| Supplied data |
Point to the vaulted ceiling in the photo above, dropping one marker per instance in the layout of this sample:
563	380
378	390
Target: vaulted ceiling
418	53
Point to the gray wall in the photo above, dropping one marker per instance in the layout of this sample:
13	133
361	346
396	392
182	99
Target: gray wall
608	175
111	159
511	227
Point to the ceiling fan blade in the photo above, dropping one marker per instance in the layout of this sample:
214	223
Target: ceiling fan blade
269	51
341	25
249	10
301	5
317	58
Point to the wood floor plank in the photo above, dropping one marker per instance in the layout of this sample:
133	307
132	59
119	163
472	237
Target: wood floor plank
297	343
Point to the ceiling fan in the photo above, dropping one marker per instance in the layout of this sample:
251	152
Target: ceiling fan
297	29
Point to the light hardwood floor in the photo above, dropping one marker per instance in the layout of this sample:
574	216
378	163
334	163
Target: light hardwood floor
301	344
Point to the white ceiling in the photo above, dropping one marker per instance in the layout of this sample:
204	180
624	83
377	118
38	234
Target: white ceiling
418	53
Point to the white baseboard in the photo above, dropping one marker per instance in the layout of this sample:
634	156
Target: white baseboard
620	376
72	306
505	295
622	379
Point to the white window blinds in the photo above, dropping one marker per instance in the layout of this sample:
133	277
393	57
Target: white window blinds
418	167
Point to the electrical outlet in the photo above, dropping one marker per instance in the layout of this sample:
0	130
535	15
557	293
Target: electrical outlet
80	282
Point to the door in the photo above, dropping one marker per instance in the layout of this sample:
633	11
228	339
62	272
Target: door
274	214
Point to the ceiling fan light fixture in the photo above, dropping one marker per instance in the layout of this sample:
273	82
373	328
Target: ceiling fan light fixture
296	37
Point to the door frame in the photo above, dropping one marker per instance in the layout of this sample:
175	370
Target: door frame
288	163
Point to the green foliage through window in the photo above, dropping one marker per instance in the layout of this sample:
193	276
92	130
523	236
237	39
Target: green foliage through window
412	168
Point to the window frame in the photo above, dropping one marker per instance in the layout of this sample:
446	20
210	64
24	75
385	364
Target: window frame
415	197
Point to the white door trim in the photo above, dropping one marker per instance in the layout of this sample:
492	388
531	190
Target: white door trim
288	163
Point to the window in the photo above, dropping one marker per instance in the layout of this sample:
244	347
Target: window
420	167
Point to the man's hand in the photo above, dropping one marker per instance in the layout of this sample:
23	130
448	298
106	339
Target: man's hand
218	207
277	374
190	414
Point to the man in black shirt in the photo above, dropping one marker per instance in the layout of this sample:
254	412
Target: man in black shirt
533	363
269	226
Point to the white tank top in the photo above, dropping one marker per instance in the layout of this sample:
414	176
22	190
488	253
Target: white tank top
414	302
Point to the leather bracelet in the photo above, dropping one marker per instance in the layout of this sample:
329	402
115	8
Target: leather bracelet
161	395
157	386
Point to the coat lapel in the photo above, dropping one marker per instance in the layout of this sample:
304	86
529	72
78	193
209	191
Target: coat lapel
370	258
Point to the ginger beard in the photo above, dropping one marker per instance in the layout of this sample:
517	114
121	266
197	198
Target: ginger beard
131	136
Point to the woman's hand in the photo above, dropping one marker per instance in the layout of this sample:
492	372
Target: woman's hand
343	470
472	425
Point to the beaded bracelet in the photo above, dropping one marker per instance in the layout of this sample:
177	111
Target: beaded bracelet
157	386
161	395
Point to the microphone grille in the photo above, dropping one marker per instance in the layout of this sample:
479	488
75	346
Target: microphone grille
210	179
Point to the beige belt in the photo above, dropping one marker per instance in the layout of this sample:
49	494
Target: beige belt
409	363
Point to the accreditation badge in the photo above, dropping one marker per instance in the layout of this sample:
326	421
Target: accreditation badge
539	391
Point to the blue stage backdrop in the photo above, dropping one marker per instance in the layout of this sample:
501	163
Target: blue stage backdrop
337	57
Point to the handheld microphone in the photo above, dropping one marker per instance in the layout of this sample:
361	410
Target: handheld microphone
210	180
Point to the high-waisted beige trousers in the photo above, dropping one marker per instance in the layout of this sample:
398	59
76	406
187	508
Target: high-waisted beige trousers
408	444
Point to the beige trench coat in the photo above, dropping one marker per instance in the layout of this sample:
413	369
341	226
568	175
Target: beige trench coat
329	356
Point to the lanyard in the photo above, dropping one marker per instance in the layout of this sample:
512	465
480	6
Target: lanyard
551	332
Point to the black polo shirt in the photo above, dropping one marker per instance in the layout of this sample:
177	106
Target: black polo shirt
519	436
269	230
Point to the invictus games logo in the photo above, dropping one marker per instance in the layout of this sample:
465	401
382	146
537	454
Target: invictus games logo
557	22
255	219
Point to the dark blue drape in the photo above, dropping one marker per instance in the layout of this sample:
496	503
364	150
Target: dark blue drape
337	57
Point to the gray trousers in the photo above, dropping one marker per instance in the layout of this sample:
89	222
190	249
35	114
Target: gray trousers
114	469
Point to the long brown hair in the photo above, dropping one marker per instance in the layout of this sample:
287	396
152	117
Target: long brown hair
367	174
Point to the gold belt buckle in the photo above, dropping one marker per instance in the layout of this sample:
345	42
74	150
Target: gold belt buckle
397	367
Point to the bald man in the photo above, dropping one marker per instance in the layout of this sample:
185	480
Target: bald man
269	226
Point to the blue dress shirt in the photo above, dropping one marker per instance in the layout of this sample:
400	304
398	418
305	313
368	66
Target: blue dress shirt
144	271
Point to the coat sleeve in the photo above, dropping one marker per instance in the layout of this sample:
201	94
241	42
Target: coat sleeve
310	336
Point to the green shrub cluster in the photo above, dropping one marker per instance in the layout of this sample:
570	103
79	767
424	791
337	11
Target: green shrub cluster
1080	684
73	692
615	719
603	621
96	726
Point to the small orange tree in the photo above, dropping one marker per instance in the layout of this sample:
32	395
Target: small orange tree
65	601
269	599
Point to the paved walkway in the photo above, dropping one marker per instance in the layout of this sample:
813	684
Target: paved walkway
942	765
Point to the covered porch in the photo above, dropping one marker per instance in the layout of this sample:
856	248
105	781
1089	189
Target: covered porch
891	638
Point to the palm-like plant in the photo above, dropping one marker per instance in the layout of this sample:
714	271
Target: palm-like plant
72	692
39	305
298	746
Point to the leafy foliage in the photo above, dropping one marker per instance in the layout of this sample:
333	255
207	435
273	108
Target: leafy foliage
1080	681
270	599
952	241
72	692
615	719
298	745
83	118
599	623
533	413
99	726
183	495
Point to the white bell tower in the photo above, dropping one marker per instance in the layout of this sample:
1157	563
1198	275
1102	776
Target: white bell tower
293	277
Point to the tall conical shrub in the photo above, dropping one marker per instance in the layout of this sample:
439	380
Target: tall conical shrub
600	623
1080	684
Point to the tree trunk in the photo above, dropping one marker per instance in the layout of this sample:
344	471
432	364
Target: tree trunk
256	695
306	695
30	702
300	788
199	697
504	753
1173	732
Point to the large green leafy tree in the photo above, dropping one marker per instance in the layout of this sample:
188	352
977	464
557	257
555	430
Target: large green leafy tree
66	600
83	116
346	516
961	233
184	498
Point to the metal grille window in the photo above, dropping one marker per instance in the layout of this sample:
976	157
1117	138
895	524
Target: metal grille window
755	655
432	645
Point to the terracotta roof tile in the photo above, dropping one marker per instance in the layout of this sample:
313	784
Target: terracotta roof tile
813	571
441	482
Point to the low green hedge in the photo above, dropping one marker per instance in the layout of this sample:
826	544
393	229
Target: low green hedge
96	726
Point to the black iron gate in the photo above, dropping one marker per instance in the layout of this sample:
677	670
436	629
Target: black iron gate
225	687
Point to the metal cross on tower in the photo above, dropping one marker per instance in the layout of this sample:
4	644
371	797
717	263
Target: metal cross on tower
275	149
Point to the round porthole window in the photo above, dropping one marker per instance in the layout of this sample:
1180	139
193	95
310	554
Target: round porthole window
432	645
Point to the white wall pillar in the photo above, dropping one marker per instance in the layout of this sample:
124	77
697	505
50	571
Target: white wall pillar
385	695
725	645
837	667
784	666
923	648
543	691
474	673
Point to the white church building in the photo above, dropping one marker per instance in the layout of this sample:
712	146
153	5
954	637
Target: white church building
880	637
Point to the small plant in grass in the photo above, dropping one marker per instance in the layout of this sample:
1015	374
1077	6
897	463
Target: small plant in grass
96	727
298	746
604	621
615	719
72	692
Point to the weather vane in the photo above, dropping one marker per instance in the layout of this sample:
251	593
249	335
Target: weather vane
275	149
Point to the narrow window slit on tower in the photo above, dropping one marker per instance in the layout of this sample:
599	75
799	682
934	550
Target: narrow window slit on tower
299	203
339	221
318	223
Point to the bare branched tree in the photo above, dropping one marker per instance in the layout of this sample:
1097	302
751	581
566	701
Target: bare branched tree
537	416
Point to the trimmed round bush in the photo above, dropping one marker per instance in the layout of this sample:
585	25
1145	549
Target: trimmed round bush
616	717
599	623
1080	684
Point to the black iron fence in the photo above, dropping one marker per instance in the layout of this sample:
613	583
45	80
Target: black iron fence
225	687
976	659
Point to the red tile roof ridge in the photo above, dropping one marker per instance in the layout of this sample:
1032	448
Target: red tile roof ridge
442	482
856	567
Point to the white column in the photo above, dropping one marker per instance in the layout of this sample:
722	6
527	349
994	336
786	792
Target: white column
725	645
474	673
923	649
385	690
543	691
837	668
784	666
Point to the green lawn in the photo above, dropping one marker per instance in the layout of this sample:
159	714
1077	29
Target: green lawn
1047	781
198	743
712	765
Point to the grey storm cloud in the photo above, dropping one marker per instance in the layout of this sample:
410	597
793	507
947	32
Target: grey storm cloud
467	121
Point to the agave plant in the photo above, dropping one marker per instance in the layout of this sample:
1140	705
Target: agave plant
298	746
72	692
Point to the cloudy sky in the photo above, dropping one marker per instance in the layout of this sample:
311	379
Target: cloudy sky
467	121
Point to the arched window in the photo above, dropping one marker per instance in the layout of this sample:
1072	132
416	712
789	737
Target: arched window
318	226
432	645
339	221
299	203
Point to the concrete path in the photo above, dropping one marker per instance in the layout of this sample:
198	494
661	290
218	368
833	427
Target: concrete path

| Aim |
Find the line that contains "Point to the agave". Repeat it and every line after it, exactly as written, up to and including the last line of the records above.

| Exercise solution |
Point to the agave plant in the photo above, dropping one marker per instance in the layout of this sample:
1140	705
Target: agave plant
298	746
72	692
Point to the cloudy sky in the photo above, dropping one marker per instance in the layout of this sample:
311	379
Target: cloudy sky
467	121
Point to the arched window in the photo above, dropping one marker per instance in the layout of this sample:
1072	132
416	712
789	737
Target: arched window
318	226
432	645
339	221
299	203
Point to the concrete path in the photo above, dropping one marker per instance in the layout of this sample:
198	494
661	290
218	368
833	427
Target: concrete path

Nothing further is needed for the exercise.